Hou hou ! Où est donc passé Emmanuel Macron ? Boulevard Voltaire se désespère, vous pensez bien ! Ces liens qui nous lient, etc. Le président de la République a disparu. Seul l’écho répond aux appels des Français. Il leur avait pourtant promis monts et merveilles, voilà quelques semaines à peine, lors des élections présidentielles. Macron avait fini par sortir, tardivement, de sa coquille élyséenne pour faire la campagne présidentielle la plus courte et la plus paresseuse de l’histoire de la Ve République. On l’a vu (un peu) entre les deux tours, un peu après aussi. Et puis, soudain, plus rien. Bip, bip, bip : les téléphones des médias appellent et sonnent dans le vide. Pfuit ! Volatilisé. A-t-il fui comme de Gaulle à Baden-Baden ? Ou comme Louis XVI à Varennes ?
Depuis les débordements du match de finale de la Coupe des champions au Stade de France, son silence s’est fait plus pesant encore. Et pourtant, le Président avait toutes les raisons de s’intéresser à la rencontre… N’est-ce pas Emmanuel Macron lui-même qui avait décroché auprès de la l’UEFA, l’organisateur de la Ligue des champions, que la finale se déroule non pas en Russie, comme prévu, mais au Stade de France à Saint-Denis, près de Paris ? L’UEFA avait remercié, fin-février, ce Président si efficace, si convaincant et si généreux « pour son soutien personnel et son engagement à relocaliser le match ». La France avait admiré le coup de génie, les fans de football avaient, l’œil humide, salué le geste du Président, les analystes avaient loué le coup politique. Ils sont surpris que le magicien Macron se soit envolé vers d’autres cieux, le week-end de l’Ascension. Il laisse courageusement sur la terre ferme ses deux apôtres, Gérald Darmanin, ministre de l’Intérieur, et Amélie Oudéa-Castéra, le tout nouveau ministre des Sports. À eux de se dépatouiller avec le dernier pataquès sécuritaire en date, celui de Saint-Denis. L'hôte de l'Élysée les laisse s’enferrer dans le déni, se débattre dans le piège les yeux grand fermés, tandis que la presse et les responsables politiques se déchaînent. Maudits Anglais !

- Données brutes -
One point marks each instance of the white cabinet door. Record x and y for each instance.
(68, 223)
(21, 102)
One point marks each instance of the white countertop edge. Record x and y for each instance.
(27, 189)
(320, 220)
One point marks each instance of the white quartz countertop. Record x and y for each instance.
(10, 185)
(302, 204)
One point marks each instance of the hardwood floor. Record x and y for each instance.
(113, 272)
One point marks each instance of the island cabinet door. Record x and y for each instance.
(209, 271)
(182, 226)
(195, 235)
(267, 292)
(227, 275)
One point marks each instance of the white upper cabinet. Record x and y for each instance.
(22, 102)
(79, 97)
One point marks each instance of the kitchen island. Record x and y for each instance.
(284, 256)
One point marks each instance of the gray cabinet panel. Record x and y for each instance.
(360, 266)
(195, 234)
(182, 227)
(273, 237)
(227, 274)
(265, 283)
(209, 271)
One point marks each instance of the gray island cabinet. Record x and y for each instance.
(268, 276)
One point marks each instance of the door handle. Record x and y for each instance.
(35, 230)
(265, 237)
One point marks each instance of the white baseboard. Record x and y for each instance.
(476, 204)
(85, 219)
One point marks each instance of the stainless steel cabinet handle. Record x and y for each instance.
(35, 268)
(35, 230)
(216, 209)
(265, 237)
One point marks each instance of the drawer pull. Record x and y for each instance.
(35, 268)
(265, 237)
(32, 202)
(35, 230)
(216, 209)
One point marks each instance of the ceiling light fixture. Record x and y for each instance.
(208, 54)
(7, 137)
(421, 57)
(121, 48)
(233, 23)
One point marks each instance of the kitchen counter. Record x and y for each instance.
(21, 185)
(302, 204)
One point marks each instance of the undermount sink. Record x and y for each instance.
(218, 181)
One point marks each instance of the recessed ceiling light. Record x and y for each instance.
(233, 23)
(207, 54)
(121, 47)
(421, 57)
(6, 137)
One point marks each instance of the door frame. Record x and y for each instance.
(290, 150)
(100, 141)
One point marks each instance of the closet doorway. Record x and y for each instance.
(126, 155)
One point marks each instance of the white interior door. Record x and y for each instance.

- Exercices -
A: D'après le passage sur le silence d'Emmanuel Macron, quels sont les deux ministres que le Président laisse gérer la situation après la finale ?
B: Poursuivez le passage sur le silence d'Emmanuel Macron à partir de sa dernière phrase.

- Réponses par exercice -
A: Gérald Darmanin, ministre de l'Intérieur, et Amélie Oudéa-Castéra, ministre des Sports.

B:
Allons, on le comprend, notre Président. Il y a quelque chose de lâche chez bien des Français. Tenez, sur l’immigration, par exemple, combien de citoyens, délicats par ailleurs, préfèrent analyser les faiblesses de Le Pen, Zemmour ou Ciotti sur le dossier de l’immigration plutôt que de voter en responsabilité ? Macron fait de même, il a compris. Aux abris ! L’artillerie adverse finira bien par fatiguer ou pas manquer de munitions. Une fois qu’elle aura rappelé que le bilan macronien, en termes d’entrées sur le territoire, est le pire de l’histoire de la Ve République et que les chiffres des reconduites à la frontière n’ont jamais été aussi bas, une fois qu’elle aura constaté que la situation est, une fois de plus, hors de contrôle, elle se lassera. Ne pas bouger, ne pas sortir, ne pas remettre « une pièce dans la machine ». Ne pas, surtout, « faire le jeu du Rassemblement national » ni de Zemmour, à moins de deux semaines des élections législatives de juin. Le sujet est sensible, la droite ne supporte plus l’abandon de ce dossier immigration-sécurité, la gauche a fait des immigrés sa grande cause et son totem. « Père, gardez-vous à gauche, père gardez-vous à droite », prévenait Philippe le Hardi lorsque son père Jean le Bon se démenait lors de la bataille de Poitiers (1356). Emmanuel Macron se garde à gauche et à droite. Il met consciencieusement la poussière sous le tapis, volets et portes fermés.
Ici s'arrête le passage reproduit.